____ RECORDS FOR THE TASK
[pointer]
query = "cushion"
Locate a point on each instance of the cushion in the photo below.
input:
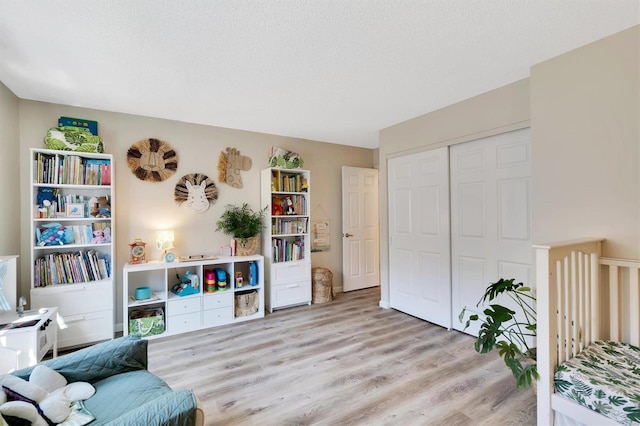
(47, 378)
(172, 408)
(99, 361)
(605, 378)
________
- WORK INSTRUCTIONS:
Without the pictures, give all of the entries above again exactly.

- SOLUTION FOR THIS PROBLEM:
[pointer]
query = "cushion"
Locate a point on each instance of the cushion in the photo below.
input:
(47, 378)
(172, 408)
(99, 361)
(605, 378)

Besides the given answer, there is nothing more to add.